EXERCISE OBJECTIVE: For each line below with the word "outcrop", write out a copy.

Referring expression pointing data
______________________________

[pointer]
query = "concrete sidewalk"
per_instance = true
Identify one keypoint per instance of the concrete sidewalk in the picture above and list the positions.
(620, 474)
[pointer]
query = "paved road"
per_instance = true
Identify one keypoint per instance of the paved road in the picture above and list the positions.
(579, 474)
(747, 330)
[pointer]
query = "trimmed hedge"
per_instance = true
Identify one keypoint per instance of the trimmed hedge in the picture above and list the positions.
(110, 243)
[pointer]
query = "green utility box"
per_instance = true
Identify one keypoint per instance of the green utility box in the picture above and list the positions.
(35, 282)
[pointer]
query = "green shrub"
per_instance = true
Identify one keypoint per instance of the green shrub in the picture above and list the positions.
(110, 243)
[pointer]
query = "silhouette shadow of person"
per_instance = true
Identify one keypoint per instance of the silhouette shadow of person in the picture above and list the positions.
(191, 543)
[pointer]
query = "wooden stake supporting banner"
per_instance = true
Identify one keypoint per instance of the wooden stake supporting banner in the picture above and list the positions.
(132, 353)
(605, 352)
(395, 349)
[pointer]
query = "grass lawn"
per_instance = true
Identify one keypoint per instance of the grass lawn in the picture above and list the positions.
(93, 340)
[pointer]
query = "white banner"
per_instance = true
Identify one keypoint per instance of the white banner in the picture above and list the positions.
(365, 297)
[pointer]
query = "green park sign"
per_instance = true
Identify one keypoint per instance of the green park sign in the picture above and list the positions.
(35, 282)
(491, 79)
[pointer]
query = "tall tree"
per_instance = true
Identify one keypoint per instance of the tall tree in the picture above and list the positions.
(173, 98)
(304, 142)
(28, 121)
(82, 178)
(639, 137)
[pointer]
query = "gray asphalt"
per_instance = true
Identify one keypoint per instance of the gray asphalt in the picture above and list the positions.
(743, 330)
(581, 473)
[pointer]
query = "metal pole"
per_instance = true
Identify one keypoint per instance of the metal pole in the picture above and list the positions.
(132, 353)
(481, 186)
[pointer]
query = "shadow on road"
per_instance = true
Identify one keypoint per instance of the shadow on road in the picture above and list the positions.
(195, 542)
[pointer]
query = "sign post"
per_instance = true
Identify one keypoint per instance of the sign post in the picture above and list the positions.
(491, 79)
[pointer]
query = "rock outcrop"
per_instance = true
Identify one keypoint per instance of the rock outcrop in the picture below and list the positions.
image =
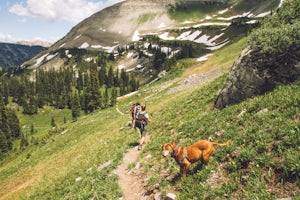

______________________________

SOLUTION TO THIS PROBLEM:
query = "rock outcrop"
Identify one keypoint per instance of the rock outcrop in the picture below and list the positions.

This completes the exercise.